PROBLEM>
Given the material below, return only the lines starting at the line with "Mark a point on each instance of the bowl of yellow" and ending at the line with "x=552, y=902", exactly as they appear.
■ ■ ■ ■ ■
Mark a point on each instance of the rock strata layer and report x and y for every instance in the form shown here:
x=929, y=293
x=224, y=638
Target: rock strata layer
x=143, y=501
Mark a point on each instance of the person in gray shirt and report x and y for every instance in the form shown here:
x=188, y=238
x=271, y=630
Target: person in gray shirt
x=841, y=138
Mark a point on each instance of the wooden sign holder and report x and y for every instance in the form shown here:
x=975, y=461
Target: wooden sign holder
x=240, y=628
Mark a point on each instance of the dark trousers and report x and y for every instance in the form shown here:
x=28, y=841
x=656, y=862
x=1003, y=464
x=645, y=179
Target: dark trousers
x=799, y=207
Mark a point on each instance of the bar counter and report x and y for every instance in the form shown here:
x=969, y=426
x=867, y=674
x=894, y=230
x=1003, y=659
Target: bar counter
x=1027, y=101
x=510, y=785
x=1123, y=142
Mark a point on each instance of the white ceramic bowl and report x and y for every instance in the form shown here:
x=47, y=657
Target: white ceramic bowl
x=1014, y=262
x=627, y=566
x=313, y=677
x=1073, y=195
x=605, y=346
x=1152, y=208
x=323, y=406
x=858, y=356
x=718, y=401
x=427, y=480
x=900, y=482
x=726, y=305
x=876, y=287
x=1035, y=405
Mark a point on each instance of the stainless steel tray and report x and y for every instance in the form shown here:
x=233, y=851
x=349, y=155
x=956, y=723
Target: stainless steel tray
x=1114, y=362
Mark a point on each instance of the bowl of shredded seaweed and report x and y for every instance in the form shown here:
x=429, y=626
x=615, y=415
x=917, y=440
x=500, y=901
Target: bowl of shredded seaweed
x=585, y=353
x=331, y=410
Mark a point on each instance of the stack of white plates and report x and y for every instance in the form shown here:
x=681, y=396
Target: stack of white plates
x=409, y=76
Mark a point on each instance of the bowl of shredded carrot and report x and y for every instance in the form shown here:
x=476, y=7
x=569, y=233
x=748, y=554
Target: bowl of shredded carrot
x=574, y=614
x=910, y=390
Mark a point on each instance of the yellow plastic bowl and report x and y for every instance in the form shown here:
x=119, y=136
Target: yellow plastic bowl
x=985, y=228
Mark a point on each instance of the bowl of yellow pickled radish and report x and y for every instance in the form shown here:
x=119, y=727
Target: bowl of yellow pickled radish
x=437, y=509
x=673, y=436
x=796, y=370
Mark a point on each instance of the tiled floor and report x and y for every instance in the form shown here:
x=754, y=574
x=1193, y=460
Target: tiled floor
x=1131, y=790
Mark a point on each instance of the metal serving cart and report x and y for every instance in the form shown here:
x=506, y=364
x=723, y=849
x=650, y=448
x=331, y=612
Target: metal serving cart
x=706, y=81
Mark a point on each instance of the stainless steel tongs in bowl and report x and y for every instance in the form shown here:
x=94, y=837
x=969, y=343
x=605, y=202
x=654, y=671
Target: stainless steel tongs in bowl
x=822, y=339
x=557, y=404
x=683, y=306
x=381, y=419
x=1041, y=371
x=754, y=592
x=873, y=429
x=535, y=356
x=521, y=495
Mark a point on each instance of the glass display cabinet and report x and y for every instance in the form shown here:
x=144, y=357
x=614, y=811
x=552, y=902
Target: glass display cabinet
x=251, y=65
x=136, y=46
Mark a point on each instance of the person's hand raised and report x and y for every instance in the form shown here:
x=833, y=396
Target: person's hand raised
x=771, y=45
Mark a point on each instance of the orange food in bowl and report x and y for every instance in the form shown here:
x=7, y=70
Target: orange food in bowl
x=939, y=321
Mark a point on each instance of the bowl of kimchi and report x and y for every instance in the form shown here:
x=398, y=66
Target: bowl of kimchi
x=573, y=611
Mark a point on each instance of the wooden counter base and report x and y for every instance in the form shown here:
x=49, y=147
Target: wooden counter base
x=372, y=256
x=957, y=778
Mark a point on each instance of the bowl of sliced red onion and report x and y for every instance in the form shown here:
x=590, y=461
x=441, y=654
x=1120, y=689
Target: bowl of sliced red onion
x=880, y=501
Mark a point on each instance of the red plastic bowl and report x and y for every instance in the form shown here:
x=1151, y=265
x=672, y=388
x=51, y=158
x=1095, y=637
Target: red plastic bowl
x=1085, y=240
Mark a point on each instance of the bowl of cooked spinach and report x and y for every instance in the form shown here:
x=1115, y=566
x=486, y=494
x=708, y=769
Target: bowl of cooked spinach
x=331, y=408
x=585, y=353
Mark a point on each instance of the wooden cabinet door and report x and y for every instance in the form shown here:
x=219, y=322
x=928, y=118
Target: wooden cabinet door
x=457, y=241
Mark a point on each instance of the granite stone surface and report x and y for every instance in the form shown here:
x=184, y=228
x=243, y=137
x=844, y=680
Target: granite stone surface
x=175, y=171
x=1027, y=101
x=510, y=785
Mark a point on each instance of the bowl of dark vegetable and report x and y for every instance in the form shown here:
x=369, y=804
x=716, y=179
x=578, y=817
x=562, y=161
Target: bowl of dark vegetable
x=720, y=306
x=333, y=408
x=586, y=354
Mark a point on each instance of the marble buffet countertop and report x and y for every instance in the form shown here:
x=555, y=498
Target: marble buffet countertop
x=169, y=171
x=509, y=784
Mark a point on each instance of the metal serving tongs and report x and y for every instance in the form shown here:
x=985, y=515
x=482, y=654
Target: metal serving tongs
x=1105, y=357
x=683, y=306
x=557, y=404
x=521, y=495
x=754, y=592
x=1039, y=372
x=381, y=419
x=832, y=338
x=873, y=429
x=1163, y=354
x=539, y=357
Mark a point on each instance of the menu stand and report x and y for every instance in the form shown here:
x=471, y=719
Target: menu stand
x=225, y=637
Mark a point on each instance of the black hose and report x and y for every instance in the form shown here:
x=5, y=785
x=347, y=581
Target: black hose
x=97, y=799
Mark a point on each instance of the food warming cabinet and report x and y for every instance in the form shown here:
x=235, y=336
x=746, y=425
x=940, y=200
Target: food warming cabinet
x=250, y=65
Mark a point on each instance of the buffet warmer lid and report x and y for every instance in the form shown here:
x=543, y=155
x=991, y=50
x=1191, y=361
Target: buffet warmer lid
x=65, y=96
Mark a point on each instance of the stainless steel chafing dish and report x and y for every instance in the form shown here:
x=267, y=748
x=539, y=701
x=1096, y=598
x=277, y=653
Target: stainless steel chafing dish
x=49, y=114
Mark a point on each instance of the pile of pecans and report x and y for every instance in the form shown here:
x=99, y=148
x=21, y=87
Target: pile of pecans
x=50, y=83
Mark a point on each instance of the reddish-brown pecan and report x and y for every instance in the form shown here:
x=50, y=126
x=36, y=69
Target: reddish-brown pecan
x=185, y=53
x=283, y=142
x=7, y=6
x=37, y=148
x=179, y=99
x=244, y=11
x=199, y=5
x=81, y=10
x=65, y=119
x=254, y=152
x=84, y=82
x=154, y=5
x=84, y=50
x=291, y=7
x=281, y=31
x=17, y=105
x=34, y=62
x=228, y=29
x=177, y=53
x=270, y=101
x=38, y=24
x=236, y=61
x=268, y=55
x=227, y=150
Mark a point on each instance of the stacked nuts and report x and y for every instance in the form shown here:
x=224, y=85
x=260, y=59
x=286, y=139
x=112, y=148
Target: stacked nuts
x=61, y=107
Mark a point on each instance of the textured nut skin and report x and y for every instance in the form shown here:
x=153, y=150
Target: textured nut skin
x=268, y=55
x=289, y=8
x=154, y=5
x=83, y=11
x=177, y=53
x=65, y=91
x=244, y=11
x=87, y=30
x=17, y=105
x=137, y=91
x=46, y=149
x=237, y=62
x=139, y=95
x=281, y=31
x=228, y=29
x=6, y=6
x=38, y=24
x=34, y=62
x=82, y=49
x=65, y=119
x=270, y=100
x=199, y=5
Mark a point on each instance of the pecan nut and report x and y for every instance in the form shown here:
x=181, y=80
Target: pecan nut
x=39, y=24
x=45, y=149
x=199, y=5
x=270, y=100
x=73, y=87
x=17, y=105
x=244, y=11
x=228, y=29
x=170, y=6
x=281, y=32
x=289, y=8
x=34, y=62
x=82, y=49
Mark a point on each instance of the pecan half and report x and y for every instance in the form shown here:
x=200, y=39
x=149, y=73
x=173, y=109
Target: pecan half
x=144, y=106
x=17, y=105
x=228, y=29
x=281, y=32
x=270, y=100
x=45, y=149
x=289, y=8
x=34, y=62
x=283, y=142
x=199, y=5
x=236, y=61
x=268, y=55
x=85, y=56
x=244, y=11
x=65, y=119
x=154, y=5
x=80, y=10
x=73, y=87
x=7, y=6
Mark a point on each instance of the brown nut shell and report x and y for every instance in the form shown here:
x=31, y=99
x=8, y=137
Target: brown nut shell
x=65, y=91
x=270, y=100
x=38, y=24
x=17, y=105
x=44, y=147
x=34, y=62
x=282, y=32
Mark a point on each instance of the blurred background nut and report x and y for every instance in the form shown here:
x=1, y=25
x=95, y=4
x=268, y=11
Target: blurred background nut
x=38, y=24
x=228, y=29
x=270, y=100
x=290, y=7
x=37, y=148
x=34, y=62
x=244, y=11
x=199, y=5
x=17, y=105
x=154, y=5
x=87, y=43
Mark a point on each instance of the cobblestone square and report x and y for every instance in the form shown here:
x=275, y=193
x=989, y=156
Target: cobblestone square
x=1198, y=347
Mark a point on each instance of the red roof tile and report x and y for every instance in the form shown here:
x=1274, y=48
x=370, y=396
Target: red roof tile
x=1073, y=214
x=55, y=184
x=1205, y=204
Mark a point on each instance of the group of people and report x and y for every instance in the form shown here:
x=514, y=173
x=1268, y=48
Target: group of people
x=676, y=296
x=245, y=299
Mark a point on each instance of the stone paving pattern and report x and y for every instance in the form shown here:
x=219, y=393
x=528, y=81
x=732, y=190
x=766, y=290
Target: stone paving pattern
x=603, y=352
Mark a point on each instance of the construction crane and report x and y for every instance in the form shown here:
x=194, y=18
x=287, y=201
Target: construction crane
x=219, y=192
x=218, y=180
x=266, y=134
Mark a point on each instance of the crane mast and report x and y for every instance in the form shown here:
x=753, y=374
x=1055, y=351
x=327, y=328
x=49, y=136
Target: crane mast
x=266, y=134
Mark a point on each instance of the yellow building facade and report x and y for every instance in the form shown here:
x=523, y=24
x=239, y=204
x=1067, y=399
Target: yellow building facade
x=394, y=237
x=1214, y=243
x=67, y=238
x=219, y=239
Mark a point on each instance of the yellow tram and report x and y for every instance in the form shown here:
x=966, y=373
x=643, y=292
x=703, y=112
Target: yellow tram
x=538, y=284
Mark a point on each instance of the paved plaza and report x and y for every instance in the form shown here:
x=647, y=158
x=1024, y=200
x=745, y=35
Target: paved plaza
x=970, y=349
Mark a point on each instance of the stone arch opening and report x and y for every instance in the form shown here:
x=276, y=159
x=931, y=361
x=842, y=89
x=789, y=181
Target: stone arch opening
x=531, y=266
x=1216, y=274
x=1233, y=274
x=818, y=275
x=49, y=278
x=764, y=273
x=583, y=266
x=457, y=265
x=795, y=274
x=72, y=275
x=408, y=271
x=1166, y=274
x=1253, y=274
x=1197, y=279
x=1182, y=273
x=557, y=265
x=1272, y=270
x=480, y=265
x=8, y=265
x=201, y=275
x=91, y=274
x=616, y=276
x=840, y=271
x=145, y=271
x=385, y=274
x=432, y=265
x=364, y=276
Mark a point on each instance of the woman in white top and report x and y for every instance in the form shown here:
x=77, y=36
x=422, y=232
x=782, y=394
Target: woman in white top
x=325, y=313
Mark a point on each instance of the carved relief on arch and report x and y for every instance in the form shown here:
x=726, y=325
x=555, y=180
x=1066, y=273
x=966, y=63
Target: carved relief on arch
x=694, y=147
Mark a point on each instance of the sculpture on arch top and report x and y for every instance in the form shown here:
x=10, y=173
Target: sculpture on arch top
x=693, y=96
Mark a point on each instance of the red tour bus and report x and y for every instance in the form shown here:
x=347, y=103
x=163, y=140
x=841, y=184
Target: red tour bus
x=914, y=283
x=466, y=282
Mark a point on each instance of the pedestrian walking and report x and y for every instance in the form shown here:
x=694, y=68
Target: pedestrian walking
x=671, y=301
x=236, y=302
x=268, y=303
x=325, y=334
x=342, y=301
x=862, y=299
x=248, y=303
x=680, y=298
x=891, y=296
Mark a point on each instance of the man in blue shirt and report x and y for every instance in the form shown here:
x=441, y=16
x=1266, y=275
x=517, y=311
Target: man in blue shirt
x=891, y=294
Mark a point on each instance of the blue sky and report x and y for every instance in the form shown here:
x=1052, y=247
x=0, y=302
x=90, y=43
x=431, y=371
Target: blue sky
■ ■ ■ ■ ■
TASK ANSWER>
Mark a point on each instance of the bowl of yellow pickled radish and report x and y for every instance in the form shown here:
x=119, y=727
Target: bowl of yellow pickled radish
x=437, y=509
x=673, y=436
x=796, y=370
Mark a point on each instance of the tiled floor and report x and y for every instance in the form shown here:
x=754, y=574
x=1193, y=460
Target: tiled floor
x=1131, y=790
Mark a point on each instance of the metal serving cart and report x and y for every instance in the form shown here:
x=506, y=364
x=723, y=849
x=650, y=448
x=331, y=612
Target: metal serving cart
x=706, y=81
Mark a point on each instance of the stainless steel tongs in bowl and report x and y for every instance in the form shown here:
x=94, y=837
x=969, y=343
x=605, y=202
x=654, y=671
Target: stainless steel tongs in bowl
x=822, y=339
x=557, y=404
x=683, y=306
x=381, y=419
x=1041, y=371
x=754, y=592
x=873, y=429
x=535, y=356
x=521, y=495
Mark a point on each instance of the glass display cabinet and report x and y for every instance in the form shown here:
x=144, y=357
x=614, y=811
x=552, y=902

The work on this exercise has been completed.